**What to produce:**
Answer these questions using the profile of Frank:
(a) Where did Frank live from 1972 to 1992?
(b) In what year did he co-found the National Audubon Society Expedition Institute?
(c) Where did he spend a year starting in the summer of 1989?

**Given text:**
★ ★ ★ ★ ★ ★ ★

Frank holds a PhD in the Sociology of Science, and teaches interdisciplinary courses at Lesley University, MA including: “Native North Americans,” “History of an Island: Cape Breton,” “A History of Science: The Emergence of Western Scientific Thought,” and “Complementary, Integrative, and Alternative Medicine.” He has a particular interest in looking at health as it is applied in areas of popular culture, and the conflicts between scientific and non-western conceptions of healing. Since the summer of 1989 when he spent a year living at a Navajo trading post, Frank has participated in many Navajo healing rituals.
From 1972-1992 Frank lived in Downeast Lubec, Maine, and in 1978 he co-founded the National Audubon Society Expedition Institute (AEI), a radical alternative to mainstream education involving a year of accredited travel/study. Frank directed environmental field studies in nearly every wilderness area, national park, and national forest in the lower forty-eight states, and was in a supervisory role in the administration of programs, and responsible for faculty committees, public relations, program design, outreach, faculty development and evaluation, and curriculum design.
Besides trying to convey a deep respect for nature and the Earth’s living system, Frank’s expedition responsibilities included outdoor skills in canoeing, cross-country skiing, winter camping, backpacking and hiking, snorkeling, mountaineering, group dynamics and facilitation, orienteering, caving, and wilderness medicine.

★ ★ ★ ★ ★ ★ ★

**Excerpted records:**
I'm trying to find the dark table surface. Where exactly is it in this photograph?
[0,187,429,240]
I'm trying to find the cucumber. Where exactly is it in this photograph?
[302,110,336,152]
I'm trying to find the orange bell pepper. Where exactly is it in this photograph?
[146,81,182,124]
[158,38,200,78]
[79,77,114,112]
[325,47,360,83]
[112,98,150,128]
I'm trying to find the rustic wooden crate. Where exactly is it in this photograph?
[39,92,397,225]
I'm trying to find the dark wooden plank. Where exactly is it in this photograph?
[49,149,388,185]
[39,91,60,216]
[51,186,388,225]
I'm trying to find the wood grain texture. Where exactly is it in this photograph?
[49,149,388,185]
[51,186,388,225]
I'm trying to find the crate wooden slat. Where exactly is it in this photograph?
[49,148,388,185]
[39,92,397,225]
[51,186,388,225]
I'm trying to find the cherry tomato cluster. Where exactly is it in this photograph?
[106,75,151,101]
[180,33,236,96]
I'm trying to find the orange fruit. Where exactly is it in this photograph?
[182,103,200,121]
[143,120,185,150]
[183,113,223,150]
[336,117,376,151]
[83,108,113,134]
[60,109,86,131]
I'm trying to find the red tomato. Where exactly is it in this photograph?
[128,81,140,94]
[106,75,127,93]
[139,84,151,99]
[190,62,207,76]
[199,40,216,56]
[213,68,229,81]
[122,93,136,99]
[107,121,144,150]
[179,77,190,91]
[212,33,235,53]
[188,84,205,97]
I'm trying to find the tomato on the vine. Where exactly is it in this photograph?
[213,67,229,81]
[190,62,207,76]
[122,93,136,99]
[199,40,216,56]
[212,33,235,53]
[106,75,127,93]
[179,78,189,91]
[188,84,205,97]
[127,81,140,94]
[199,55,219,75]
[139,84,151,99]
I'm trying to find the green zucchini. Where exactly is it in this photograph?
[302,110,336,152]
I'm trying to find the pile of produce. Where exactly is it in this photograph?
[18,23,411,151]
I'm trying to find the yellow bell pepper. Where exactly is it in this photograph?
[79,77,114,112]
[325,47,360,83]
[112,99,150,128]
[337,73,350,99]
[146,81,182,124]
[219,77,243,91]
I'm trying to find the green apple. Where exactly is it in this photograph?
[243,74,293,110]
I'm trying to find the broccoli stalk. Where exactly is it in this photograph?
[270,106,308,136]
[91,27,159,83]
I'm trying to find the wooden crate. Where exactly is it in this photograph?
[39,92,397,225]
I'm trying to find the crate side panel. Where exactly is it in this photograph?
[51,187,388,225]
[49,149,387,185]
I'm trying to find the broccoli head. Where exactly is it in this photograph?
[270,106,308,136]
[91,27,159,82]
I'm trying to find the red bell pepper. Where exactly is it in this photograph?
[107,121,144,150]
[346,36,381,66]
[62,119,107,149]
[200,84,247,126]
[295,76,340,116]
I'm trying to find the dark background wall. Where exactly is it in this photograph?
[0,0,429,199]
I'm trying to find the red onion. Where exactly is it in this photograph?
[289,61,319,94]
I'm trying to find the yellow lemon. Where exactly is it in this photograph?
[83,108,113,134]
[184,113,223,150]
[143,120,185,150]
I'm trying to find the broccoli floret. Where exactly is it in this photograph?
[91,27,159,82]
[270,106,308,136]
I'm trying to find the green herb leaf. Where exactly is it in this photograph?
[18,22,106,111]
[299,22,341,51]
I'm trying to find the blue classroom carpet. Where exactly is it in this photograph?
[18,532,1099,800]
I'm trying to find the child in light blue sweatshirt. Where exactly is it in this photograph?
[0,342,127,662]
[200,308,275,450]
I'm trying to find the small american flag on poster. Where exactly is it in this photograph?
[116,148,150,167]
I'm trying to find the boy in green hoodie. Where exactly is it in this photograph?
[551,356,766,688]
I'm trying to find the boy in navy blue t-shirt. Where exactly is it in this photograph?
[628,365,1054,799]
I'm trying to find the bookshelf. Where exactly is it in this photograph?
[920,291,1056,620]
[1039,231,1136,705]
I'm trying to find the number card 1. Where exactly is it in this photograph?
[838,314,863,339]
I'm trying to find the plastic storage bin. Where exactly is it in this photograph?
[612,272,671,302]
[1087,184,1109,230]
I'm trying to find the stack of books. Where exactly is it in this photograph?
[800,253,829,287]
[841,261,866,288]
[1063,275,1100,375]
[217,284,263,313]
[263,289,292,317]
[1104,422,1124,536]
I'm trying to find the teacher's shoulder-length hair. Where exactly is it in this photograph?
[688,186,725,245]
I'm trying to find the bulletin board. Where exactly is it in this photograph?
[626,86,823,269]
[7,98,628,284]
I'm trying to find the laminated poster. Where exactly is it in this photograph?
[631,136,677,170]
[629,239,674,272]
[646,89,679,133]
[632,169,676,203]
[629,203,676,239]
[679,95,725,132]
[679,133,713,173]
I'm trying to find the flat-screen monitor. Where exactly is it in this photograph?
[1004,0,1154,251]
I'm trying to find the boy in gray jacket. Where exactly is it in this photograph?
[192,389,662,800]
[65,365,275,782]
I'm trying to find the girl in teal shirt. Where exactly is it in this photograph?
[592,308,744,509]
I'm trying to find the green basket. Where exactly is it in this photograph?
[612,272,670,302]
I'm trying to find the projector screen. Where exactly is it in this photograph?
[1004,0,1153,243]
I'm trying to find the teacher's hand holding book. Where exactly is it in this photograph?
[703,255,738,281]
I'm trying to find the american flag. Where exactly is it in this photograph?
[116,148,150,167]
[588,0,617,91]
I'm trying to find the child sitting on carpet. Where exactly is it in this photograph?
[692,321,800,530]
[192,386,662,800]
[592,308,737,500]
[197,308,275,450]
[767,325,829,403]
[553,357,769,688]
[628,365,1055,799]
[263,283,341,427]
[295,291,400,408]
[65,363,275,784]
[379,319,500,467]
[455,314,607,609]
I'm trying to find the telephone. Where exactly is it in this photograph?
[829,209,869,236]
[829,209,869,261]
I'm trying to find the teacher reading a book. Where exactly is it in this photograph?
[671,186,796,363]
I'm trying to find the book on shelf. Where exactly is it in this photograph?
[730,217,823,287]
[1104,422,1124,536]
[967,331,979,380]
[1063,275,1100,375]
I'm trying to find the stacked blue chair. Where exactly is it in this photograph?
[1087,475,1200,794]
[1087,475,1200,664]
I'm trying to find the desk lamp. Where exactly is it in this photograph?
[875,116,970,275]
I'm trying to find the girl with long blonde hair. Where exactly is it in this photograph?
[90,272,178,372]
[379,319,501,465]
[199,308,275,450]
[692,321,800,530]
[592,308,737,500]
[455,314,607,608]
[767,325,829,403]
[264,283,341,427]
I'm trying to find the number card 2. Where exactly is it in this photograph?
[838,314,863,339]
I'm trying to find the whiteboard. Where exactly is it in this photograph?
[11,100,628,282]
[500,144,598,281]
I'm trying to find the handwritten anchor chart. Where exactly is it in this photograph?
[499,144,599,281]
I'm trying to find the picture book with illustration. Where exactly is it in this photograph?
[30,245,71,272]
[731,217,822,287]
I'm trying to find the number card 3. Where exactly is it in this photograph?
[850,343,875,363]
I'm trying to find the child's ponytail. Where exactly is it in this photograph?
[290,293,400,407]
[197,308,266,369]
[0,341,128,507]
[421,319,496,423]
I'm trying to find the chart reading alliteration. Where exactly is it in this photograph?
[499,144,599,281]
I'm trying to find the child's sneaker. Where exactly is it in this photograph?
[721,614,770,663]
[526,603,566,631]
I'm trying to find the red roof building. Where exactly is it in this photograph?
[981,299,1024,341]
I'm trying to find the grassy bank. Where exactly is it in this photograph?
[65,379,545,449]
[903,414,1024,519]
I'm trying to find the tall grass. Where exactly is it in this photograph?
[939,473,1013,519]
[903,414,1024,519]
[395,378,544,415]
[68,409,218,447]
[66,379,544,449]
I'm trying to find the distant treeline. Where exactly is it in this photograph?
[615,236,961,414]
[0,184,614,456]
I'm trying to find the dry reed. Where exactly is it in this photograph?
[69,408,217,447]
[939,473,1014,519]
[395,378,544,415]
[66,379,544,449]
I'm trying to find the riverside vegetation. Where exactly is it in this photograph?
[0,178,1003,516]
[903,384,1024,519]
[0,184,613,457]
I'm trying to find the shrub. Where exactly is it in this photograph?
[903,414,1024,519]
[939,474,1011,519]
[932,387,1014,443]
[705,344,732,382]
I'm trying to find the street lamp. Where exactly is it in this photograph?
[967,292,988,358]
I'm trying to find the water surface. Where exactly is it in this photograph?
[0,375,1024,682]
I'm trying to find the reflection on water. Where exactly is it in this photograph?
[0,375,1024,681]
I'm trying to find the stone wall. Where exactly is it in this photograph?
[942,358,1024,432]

★ ★ ★ ★ ★ ★ ★

**Solved problem:**
(a) Downeast Lubec, Maine
(b) 1978
(c) At a Navajo trading post